Convert the material below into a JSON list of strings, one string for each line and no entries for blank lines. Leave the pictures out of the result.
-----
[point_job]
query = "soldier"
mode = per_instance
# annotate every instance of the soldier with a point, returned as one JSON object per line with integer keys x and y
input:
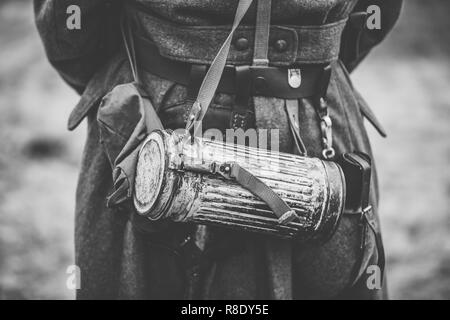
{"x": 166, "y": 46}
-----
# [FINAL RESULT]
[
  "[point_job]",
  "query = \"soldier\"",
  "mode = per_instance",
  "# annotate every instance of the soldier with a point, returned as one JSON object per line with integer keys x and y",
  "input:",
  "{\"x\": 166, \"y\": 46}"
]